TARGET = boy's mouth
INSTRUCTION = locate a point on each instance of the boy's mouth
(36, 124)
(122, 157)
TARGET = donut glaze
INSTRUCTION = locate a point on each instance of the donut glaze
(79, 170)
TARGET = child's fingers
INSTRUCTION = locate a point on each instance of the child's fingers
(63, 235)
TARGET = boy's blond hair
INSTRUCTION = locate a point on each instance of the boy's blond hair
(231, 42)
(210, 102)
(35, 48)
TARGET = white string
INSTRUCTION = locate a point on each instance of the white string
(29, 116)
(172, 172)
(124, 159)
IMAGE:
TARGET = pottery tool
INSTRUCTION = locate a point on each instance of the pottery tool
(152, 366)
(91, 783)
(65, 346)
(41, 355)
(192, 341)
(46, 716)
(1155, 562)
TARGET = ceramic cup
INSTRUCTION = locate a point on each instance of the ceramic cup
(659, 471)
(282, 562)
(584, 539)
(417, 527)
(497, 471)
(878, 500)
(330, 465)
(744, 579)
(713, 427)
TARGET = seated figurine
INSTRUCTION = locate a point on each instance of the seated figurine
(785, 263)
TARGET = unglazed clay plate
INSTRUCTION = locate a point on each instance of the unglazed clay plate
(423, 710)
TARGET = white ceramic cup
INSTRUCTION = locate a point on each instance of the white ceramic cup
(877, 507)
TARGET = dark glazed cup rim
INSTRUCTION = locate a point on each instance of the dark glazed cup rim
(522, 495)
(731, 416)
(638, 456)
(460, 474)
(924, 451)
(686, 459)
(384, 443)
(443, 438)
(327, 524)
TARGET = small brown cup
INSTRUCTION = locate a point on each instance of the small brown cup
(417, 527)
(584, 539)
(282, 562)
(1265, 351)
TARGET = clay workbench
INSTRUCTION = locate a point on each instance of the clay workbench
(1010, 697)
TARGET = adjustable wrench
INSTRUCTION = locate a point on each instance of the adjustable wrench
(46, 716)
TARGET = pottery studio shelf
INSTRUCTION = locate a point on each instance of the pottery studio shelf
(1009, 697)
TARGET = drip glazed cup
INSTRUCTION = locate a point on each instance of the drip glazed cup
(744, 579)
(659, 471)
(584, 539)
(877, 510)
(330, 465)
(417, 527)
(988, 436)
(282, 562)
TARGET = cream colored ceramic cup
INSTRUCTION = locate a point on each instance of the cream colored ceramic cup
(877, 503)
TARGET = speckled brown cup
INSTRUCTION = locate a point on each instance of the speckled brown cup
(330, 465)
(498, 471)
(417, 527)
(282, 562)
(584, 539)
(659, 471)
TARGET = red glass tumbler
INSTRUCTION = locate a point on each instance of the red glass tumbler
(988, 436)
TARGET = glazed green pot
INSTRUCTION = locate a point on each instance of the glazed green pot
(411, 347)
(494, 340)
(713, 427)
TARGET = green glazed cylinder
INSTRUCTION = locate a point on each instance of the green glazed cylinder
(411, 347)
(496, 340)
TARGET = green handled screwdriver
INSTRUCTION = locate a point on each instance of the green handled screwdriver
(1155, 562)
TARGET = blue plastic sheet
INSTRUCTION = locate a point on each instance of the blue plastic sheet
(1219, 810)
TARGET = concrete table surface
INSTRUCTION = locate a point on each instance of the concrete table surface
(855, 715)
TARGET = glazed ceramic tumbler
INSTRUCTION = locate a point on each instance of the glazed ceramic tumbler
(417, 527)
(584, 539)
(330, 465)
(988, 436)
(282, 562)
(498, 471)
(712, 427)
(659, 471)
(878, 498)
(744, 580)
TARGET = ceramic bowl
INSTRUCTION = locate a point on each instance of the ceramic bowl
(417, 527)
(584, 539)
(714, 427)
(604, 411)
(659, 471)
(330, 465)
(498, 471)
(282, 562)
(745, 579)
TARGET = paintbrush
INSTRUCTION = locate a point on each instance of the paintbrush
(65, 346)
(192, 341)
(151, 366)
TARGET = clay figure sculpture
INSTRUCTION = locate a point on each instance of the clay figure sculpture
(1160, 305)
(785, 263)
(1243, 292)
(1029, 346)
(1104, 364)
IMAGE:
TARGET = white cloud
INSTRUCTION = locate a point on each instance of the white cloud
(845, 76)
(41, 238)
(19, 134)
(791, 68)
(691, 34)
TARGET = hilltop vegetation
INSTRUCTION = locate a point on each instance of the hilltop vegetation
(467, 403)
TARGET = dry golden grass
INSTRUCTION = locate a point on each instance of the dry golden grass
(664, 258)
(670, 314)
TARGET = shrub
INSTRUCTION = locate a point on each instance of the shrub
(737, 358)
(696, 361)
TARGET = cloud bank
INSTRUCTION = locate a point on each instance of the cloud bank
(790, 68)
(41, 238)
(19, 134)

= = =

Retype every line above with nothing changed.

TARGET = boy's mouth
INSTRUCTION = locate a point on each instance of the boy's mouth
(36, 124)
(122, 157)
TARGET = donut glaze
INSTRUCTION = locate a point on each instance of the donut glaze
(79, 170)
TARGET = child's fingers
INSTRUCTION = locate a point on each instance of the child's fingers
(63, 235)
TARGET = boy's blond hair
INSTRUCTION = locate a point on each instance of the boy's blond hair
(231, 42)
(210, 102)
(35, 48)
TARGET = white string
INSTRUCTION = locate a point on each instance of the white string
(29, 116)
(172, 172)
(124, 159)
IMAGE:
TARGET = pottery tool
INSTRUCTION = locate a point on each instance of the pottery tool
(152, 366)
(91, 783)
(65, 346)
(41, 355)
(192, 341)
(46, 716)
(1155, 562)
TARGET = ceramic cup
INSTRUCTION = locate a point on each instance of the ceramic cup
(659, 471)
(282, 562)
(584, 539)
(417, 527)
(497, 471)
(878, 500)
(330, 465)
(744, 579)
(713, 427)
TARGET = seated figurine
INSTRUCTION = locate a point on each instance of the seated figurine
(785, 263)
TARGET = unglazed clay plate
INSTRUCTION = locate a point on each instance of the unglazed clay plate
(423, 710)
TARGET = white ceramic cup
INSTRUCTION = locate a point on each instance of the white ceramic cup
(877, 507)
TARGET = dark glazed cup rim
INSTRUCTION = locate a point on each instance of the dark glazed cup rim
(522, 495)
(731, 416)
(638, 456)
(460, 474)
(924, 451)
(686, 459)
(384, 443)
(443, 438)
(327, 524)
TARGET = small brown cup
INSTRUCTION = locate a point on each instance of the small brown cup
(417, 527)
(584, 539)
(282, 562)
(1265, 351)
TARGET = clay workbench
INSTRUCTION = locate a point on each instance of the clay workbench
(1010, 697)
TARGET = adjustable wrench
INSTRUCTION = locate a point on each instance of the adjustable wrench
(46, 716)
TARGET = pottery studio shelf
INSTRUCTION = locate a point on each instance of the pottery studio shelf
(1009, 697)
TARGET = drip glazed cup
INSTRUCTION = locate a point on each instance of the drip glazed cup
(744, 579)
(659, 471)
(584, 539)
(877, 510)
(330, 465)
(417, 527)
(988, 436)
(282, 562)
TARGET = cream colored ceramic cup
INSTRUCTION = locate a point on each instance of the cream colored ceramic cup
(877, 503)
TARGET = speckled brown cup
INSTRUCTION = locate a point on each instance of the speckled brown cup
(330, 465)
(498, 471)
(417, 527)
(282, 562)
(584, 539)
(659, 471)
TARGET = red glass tumbler
INSTRUCTION = locate a point on each instance of the red glass tumbler
(988, 436)
TARGET = glazed green pot
INSTRUCTION = locate a point on each instance of the glazed green pot
(411, 347)
(494, 340)
(713, 427)
TARGET = green glazed cylinder
INSTRUCTION = locate a point on each instance of the green glazed cylinder
(411, 347)
(496, 340)
TARGET = green handled screwdriver
INSTRUCTION = locate a point on each instance of the green handled screwdriver
(1155, 562)
TARGET = blue plastic sheet
INSTRUCTION = locate a point on each instance of the blue plastic sheet
(1219, 810)
TARGET = concrete table surface
INSTRUCTION = locate a point on each instance of the concrete table surface
(855, 715)
TARGET = glazed ceramic tumbler
INSTRUCTION = locate a point on each instance of the glazed ceramic tumbler
(417, 527)
(584, 539)
(330, 465)
(988, 436)
(282, 562)
(498, 471)
(712, 427)
(659, 471)
(878, 498)
(744, 580)
TARGET = ceramic bowl
INSTRUCTION = locate a point on each instance of the ceramic bowl
(417, 527)
(584, 539)
(714, 427)
(604, 411)
(659, 471)
(330, 465)
(498, 471)
(282, 562)
(745, 579)
TARGET = paintbrush
INSTRUCTION = locate a point on each instance of the paintbrush
(65, 346)
(192, 341)
(151, 366)
TARGET = clay figure sculpture
INSTRUCTION = locate a point on each instance of the clay figure sculpture
(1160, 305)
(785, 263)
(1243, 292)
(1029, 346)
(1104, 364)
IMAGE:
TARGET = white cloud
INSTRUCTION = locate a point on each instance of the white cloud
(845, 76)
(41, 238)
(19, 134)
(791, 68)
(691, 34)
TARGET = hilltop vegetation
INSTRUCTION = locate a point on each instance of the hilltop vegetation
(467, 403)
TARGET = dry golden grass
INSTRUCTION = locate a point on each instance of the dry golden grass
(664, 258)
(670, 314)
TARGET = shrub
INSTRUCTION = locate a point on each instance of the shrub
(737, 358)
(696, 361)
TARGET = cloud bank
INSTRUCTION = locate a point on each instance of the cloud bank
(790, 68)
(41, 238)
(19, 134)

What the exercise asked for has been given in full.